* [Assignment] Below are some entries. Repeat exactly the lines from the one with "Each <instance> block" through the one with "positive clicks: (518, 141)", and only those.

Provided records section start

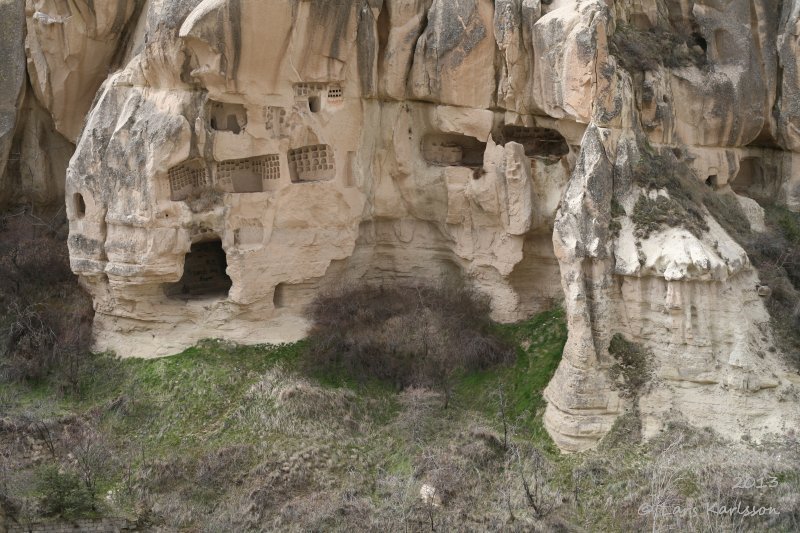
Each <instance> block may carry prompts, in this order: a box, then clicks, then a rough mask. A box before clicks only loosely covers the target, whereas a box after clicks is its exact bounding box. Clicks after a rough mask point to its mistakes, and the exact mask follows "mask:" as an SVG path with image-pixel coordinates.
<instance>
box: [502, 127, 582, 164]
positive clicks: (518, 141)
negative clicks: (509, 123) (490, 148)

Provided records section end
Provided records section start

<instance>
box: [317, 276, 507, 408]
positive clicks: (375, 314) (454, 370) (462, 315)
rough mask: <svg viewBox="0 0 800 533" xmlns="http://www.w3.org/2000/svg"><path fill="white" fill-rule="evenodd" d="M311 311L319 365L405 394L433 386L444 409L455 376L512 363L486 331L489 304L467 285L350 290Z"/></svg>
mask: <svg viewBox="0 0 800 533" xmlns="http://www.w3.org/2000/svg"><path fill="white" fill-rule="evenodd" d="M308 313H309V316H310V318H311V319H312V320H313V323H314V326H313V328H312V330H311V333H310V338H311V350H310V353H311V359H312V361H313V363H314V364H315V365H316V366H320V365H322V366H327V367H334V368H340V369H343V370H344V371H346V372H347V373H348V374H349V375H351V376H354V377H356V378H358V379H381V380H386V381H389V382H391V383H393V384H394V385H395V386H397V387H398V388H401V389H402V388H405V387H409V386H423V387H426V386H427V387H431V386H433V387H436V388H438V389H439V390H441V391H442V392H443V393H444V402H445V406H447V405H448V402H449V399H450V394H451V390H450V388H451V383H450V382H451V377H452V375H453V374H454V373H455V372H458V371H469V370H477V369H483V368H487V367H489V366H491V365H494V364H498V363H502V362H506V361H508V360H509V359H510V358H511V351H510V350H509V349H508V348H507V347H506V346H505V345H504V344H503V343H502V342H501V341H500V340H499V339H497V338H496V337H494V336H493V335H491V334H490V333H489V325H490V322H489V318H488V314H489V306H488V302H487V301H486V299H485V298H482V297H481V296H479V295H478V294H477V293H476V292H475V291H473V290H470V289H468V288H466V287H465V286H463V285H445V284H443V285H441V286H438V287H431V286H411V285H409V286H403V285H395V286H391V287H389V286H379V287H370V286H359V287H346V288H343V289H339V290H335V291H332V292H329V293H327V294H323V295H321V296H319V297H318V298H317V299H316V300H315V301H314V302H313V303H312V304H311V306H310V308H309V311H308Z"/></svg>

Provided records section end

* [Answer for the task]
Each <instance> block may carry prompts, in this order: a box, then clicks, then a rough mask. A box before clicks only loosely covers the target, whereas a box after clicks is its exact bounding box. Clicks after a rough mask point to its mistakes, and the exact mask follows "mask:" as an SVG path with image-pixel coordinates.
<instance>
box: [502, 127, 582, 164]
positive clicks: (518, 141)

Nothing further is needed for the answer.